### EXERCISE
Gather every line of the data below that contains the word "distant" and copy each one unchanged.

### DATA SHOWN
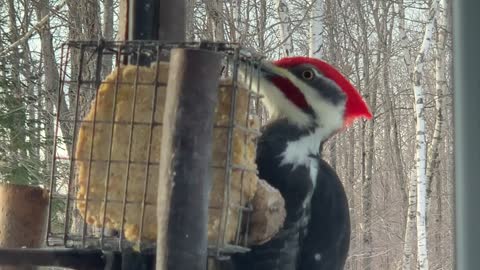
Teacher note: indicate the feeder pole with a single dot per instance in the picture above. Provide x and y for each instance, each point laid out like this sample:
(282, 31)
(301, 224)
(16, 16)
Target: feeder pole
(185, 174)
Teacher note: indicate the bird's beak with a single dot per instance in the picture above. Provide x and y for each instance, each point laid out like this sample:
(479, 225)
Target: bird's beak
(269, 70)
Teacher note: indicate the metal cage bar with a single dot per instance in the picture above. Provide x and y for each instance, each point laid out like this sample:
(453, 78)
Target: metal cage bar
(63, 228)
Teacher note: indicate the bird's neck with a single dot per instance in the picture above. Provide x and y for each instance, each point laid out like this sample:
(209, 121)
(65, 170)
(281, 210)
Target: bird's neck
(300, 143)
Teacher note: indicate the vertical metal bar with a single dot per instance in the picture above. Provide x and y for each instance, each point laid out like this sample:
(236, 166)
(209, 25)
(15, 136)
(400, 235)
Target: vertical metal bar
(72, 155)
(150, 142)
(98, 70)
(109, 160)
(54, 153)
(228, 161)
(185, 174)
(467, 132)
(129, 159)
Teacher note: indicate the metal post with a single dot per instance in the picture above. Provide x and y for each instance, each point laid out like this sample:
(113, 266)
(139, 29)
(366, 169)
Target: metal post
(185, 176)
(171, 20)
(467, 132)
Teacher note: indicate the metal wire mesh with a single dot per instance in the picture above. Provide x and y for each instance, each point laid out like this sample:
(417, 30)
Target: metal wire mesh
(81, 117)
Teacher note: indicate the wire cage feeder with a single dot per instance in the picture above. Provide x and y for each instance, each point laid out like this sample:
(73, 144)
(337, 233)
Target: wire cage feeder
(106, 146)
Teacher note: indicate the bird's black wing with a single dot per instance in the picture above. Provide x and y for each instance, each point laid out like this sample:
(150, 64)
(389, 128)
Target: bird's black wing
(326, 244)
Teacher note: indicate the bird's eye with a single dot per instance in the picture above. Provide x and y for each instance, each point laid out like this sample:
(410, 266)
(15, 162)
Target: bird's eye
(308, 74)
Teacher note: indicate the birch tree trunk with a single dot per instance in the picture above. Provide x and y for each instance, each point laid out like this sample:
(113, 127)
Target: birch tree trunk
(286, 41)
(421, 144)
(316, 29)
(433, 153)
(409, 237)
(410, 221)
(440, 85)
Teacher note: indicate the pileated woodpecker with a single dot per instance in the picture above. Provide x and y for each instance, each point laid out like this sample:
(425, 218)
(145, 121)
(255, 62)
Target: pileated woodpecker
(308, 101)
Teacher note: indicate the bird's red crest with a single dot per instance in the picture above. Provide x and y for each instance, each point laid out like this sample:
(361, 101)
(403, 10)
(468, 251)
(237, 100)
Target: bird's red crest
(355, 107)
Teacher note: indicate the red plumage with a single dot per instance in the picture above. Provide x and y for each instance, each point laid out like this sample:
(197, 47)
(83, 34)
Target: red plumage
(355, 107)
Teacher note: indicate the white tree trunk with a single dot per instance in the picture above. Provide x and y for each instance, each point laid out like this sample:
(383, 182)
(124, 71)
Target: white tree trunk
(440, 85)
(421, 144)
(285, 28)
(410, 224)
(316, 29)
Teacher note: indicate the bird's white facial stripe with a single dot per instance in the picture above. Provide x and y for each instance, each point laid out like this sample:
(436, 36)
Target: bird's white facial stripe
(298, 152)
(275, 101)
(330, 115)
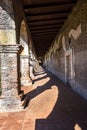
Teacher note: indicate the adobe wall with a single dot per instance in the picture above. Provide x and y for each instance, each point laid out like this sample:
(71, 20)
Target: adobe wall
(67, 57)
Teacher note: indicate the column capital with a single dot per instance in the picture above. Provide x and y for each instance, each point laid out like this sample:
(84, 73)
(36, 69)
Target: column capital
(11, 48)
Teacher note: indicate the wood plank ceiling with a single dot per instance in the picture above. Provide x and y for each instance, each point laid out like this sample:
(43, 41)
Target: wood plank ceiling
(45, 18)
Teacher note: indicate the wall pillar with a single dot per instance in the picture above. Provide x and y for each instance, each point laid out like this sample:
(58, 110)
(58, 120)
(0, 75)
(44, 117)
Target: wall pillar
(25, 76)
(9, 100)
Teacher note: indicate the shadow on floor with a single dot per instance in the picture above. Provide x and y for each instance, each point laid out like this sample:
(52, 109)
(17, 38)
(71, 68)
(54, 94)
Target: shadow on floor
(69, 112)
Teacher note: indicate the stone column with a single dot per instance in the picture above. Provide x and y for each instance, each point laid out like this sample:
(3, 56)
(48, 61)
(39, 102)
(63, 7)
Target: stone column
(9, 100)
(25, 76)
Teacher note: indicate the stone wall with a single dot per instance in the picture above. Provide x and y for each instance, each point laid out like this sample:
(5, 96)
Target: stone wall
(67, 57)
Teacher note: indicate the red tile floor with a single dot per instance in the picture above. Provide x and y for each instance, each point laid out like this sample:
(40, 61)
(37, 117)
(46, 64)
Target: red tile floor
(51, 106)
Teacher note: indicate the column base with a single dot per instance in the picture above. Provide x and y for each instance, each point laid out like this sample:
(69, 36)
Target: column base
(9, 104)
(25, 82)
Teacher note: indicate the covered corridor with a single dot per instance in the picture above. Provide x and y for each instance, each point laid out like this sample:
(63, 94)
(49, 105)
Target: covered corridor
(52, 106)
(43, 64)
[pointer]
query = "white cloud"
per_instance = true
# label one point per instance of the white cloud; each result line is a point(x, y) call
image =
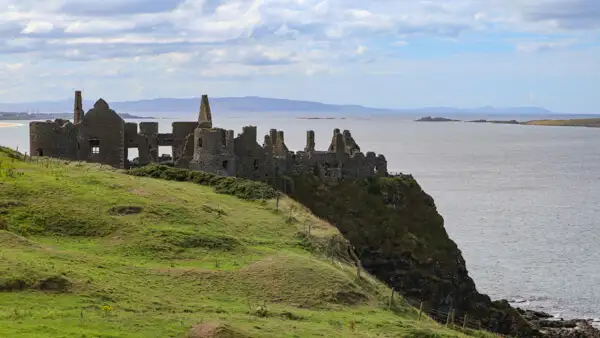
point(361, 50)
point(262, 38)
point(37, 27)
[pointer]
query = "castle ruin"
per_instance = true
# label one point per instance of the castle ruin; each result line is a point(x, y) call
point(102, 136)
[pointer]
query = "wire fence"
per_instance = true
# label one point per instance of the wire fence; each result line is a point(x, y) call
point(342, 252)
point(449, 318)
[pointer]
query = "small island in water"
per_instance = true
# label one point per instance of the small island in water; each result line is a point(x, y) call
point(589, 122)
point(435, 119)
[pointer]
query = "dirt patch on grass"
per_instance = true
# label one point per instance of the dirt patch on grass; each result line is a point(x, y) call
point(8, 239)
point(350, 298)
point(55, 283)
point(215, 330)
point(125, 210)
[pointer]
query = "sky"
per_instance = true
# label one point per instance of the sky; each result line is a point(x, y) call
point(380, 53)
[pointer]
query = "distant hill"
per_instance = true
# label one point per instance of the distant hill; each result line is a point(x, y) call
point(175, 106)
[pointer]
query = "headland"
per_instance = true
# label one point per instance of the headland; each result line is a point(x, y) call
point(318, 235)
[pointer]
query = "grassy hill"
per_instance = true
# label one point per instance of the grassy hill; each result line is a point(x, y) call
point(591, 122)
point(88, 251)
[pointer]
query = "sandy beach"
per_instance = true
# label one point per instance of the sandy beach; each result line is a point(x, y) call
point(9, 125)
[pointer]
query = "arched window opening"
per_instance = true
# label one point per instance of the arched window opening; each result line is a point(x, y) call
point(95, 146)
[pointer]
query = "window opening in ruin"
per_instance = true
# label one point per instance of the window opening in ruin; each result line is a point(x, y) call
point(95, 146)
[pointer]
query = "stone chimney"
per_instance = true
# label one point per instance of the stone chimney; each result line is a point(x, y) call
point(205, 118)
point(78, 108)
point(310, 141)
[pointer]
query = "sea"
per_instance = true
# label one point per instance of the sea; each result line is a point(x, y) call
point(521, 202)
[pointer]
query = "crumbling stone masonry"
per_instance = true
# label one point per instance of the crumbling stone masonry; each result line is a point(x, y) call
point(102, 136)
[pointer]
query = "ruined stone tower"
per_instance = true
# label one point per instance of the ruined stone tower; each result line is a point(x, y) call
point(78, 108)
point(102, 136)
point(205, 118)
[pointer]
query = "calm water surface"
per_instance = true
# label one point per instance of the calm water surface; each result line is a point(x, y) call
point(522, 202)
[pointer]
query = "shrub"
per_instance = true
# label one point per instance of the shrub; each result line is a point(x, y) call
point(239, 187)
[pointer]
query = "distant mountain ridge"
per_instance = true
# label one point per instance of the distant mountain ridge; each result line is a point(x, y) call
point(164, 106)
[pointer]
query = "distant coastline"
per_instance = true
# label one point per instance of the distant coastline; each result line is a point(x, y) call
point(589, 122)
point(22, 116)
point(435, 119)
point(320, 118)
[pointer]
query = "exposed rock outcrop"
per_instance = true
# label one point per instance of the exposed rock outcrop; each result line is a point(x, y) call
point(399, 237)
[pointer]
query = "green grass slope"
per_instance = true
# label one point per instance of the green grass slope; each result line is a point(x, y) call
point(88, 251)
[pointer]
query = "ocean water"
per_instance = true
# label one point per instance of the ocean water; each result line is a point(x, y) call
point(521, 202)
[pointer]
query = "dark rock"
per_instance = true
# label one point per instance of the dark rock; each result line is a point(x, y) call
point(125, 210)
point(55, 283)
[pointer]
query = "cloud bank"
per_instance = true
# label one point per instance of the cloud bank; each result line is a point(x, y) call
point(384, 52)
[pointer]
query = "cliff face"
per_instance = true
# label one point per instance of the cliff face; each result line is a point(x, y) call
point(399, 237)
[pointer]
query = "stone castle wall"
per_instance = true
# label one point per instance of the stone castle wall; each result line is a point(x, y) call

### SOLUTION TO THIS EXERCISE
query = "distant hill"
# label one point per instance of the distant hill; each result line is a point(x, y) call
query = "distant mountain ridge"
# label one point per instance of the distant mountain ridge; each result line is a point(x, y) call
query = "distant coastline"
# label one point per instance of the distant coastline; each result line is a point(x, y) call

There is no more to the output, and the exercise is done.